Produce an exact copy of the lines from the line containing "Could you mark every instance of the horizontal crossbeam" through the last line of the listing below, both ends included, and nothing else.

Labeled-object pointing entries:
##########
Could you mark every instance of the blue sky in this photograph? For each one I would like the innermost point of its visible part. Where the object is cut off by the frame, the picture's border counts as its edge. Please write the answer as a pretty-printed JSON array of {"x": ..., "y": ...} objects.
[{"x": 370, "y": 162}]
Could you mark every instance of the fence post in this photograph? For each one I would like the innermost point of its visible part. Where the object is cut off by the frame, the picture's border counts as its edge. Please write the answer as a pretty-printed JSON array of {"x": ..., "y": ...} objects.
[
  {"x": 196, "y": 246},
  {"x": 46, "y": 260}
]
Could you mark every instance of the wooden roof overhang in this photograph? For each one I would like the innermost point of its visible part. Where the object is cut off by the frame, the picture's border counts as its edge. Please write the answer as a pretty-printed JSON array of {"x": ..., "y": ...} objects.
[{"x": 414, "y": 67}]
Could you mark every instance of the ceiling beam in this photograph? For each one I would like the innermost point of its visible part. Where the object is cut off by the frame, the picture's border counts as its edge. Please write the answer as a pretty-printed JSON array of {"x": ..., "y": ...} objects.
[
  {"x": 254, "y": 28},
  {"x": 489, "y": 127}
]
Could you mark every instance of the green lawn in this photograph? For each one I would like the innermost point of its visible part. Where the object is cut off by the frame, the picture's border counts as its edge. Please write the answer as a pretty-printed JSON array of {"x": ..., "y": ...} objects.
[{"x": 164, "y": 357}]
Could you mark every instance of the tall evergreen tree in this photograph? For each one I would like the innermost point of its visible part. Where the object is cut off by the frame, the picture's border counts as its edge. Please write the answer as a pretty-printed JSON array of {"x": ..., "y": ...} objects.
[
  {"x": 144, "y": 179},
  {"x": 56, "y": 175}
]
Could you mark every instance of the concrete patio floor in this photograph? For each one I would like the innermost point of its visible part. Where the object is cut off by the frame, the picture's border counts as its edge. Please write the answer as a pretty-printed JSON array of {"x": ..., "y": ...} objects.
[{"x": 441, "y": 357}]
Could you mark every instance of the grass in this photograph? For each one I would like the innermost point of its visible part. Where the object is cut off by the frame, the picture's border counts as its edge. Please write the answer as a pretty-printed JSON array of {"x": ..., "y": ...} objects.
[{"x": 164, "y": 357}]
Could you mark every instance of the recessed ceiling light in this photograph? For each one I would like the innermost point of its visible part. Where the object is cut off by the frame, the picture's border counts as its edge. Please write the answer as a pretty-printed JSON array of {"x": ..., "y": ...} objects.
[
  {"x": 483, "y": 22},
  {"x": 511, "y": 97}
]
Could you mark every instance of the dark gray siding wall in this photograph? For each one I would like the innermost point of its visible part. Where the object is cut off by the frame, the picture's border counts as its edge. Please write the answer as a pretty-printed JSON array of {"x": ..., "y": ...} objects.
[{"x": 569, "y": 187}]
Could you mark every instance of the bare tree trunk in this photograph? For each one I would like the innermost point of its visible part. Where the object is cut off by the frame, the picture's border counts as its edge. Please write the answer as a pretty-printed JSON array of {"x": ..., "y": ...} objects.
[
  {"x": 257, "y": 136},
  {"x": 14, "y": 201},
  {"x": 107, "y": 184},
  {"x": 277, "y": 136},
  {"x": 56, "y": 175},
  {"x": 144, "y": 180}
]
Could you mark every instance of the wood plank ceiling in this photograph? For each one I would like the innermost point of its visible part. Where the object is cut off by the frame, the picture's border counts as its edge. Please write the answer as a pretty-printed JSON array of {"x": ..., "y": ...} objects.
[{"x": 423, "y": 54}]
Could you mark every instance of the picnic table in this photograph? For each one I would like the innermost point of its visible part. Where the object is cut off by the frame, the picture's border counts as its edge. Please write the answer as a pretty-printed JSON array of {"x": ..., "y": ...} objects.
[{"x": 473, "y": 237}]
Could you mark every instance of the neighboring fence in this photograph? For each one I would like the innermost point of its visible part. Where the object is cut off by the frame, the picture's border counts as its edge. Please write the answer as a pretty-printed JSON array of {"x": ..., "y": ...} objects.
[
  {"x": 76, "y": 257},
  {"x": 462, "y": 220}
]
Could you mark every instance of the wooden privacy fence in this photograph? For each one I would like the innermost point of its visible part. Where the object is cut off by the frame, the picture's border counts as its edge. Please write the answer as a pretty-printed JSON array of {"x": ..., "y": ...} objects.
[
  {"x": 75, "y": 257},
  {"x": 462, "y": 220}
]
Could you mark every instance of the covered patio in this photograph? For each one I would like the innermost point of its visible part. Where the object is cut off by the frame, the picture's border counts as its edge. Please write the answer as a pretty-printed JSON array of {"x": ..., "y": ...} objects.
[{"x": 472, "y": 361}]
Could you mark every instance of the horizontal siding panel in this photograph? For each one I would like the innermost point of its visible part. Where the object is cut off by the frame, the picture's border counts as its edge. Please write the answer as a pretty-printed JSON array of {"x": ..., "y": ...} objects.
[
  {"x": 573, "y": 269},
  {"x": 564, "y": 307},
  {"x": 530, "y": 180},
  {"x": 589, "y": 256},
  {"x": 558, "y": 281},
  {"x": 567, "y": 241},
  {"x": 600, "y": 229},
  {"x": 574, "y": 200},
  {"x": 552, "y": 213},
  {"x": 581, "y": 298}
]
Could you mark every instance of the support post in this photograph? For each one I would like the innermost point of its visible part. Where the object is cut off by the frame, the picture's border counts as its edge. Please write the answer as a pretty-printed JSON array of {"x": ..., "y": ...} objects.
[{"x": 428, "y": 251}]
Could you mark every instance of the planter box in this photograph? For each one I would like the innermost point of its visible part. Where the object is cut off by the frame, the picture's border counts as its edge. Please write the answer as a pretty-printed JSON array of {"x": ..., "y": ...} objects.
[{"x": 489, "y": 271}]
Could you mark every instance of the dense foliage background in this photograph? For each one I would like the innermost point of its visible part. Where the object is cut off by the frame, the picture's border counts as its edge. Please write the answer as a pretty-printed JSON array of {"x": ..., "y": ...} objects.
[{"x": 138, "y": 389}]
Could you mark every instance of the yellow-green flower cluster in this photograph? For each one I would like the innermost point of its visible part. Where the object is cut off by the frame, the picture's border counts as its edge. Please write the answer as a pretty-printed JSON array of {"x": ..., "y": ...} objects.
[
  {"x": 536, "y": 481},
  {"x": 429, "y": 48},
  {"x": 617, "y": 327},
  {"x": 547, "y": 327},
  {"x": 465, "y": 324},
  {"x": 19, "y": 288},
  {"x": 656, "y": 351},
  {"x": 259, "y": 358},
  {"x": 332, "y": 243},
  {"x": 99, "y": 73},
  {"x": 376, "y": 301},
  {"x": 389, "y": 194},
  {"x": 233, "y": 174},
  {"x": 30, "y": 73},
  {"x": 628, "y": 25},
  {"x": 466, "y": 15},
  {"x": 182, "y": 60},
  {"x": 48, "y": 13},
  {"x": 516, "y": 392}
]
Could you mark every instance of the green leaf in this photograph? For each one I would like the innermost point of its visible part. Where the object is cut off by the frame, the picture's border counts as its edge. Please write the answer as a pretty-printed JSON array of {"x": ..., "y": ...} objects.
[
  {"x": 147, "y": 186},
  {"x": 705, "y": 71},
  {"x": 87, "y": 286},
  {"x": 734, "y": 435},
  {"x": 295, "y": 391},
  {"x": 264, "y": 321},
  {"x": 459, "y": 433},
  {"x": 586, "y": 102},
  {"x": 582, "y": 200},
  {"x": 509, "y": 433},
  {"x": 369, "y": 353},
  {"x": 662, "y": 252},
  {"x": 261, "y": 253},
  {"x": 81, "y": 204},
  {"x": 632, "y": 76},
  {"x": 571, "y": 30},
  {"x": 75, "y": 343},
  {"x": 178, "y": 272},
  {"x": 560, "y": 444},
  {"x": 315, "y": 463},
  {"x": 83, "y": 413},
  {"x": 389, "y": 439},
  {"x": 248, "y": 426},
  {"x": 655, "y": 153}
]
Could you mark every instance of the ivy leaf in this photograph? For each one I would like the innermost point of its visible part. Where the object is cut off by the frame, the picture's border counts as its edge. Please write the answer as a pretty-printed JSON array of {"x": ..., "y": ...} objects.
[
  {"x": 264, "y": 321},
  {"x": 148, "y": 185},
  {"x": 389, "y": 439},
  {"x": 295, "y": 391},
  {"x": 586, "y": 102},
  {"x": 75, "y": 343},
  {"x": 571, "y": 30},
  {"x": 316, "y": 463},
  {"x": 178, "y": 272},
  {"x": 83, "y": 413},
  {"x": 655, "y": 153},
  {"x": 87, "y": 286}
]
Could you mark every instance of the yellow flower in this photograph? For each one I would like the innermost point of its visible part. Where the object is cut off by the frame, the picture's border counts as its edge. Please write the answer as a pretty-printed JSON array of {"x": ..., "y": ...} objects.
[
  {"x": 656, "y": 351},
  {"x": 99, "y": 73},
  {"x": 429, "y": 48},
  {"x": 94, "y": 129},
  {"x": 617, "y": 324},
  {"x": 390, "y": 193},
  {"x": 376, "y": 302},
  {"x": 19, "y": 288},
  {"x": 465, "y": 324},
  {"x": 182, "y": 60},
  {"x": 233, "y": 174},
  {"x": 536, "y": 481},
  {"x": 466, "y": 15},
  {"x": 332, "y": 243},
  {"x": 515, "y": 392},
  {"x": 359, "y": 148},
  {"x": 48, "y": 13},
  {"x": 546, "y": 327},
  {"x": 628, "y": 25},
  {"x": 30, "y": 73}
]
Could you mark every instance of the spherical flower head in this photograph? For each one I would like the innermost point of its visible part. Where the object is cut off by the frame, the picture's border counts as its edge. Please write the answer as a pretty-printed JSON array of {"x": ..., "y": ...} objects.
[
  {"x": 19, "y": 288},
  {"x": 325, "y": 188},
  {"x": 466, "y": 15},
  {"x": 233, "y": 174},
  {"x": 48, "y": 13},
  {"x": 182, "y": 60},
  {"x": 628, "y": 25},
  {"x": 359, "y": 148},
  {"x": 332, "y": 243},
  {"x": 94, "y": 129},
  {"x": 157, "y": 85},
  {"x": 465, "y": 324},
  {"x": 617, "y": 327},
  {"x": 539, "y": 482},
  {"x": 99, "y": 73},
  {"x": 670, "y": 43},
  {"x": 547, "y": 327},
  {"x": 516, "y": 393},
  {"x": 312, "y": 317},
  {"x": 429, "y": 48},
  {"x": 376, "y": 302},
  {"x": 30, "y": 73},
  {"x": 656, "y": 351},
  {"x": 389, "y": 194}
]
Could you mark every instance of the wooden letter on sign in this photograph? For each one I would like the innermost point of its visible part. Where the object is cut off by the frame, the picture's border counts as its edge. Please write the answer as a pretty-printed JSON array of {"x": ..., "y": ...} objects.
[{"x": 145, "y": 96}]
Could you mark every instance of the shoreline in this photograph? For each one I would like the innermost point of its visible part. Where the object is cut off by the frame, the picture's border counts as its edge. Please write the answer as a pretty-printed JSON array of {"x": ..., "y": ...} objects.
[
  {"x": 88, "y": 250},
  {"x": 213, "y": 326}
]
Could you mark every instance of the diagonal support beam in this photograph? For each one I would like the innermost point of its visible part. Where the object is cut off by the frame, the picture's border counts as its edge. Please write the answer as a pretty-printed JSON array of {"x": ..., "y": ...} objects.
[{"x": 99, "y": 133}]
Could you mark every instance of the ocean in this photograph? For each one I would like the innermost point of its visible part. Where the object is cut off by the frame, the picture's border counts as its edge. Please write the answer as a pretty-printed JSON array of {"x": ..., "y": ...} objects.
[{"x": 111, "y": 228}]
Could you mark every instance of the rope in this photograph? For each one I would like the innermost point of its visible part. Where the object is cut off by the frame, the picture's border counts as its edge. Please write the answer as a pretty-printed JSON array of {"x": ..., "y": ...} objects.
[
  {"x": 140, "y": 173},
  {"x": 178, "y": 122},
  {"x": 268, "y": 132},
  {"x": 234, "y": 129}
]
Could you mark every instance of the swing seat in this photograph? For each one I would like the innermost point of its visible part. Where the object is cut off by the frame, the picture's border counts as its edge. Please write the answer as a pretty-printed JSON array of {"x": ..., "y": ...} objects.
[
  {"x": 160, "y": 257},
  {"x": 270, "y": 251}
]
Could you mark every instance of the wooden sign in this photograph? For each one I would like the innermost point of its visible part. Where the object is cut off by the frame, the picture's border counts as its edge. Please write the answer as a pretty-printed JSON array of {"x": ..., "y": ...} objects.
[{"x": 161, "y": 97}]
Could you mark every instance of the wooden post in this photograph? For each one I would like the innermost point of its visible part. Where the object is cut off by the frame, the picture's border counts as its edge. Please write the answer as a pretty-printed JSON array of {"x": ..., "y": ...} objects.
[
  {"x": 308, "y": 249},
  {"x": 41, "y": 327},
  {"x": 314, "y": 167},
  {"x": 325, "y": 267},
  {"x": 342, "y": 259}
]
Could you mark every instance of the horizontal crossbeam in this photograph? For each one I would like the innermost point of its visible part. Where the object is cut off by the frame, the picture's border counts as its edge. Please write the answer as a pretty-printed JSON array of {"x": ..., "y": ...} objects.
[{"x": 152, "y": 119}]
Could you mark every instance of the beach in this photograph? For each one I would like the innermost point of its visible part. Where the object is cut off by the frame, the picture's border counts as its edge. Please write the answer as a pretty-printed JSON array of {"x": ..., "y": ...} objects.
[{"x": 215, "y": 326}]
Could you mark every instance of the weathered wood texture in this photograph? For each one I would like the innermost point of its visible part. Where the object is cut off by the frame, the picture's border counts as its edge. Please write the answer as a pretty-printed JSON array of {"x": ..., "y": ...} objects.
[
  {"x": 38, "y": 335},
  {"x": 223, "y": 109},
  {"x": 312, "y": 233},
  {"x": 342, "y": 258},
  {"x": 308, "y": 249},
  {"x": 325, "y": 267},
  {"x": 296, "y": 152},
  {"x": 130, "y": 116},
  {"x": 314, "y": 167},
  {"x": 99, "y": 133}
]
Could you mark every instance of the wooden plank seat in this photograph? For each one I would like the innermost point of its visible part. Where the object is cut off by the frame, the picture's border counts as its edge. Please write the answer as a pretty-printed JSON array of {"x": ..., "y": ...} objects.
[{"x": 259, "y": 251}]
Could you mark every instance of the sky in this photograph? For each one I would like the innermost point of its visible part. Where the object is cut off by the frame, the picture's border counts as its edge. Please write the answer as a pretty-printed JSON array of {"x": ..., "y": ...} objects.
##########
### Exercise answer
Could you mark every instance of the horizontal crossbeam in this photograph? For each one I would like the innermost point of its visible part. Where the object is cut off by the frame, the picture's border counts as its edge. Please write the answer as a pretty-printed JSON array of {"x": ..., "y": ...} objects.
[{"x": 152, "y": 119}]
Could you mark every instance of the beach in this photograph? For each one I would like the innermost point of its visible part. Where the object is cut off by the frame, the picture's border counts as its edge. Please write the answer as a pretty-printed JSON array of {"x": ..., "y": ...} objects.
[{"x": 215, "y": 326}]
Could you mark every instance of the weathered wood texture in this photograph? For each one I would like the innermost point of its visible part. Where the object is cut off by the frame, the picture's border counts as its edge. Please write the answer as a pretty-printed JSON array of {"x": ..., "y": ...} objects.
[
  {"x": 38, "y": 335},
  {"x": 223, "y": 109},
  {"x": 312, "y": 233},
  {"x": 342, "y": 258},
  {"x": 308, "y": 249},
  {"x": 325, "y": 267},
  {"x": 296, "y": 152},
  {"x": 130, "y": 116},
  {"x": 314, "y": 167},
  {"x": 99, "y": 133}
]
Could you mark every instance of the wooden plank seat in this photograph? For each one I would like the innermost point of its visible part. Where the object is cut off by the frame, the picture's border counts as its edge. Please write the answer as a pretty-printed JSON array of {"x": ..., "y": ...} objects.
[{"x": 259, "y": 251}]
Could you mark every instance of the sky in this photograph? For each one I would like the innermost point of its visible part. Where the object is cut off by the frame, the picture's border counts as its edge. Please write the answer as a pretty-printed JSON array of {"x": ..., "y": ...} objects.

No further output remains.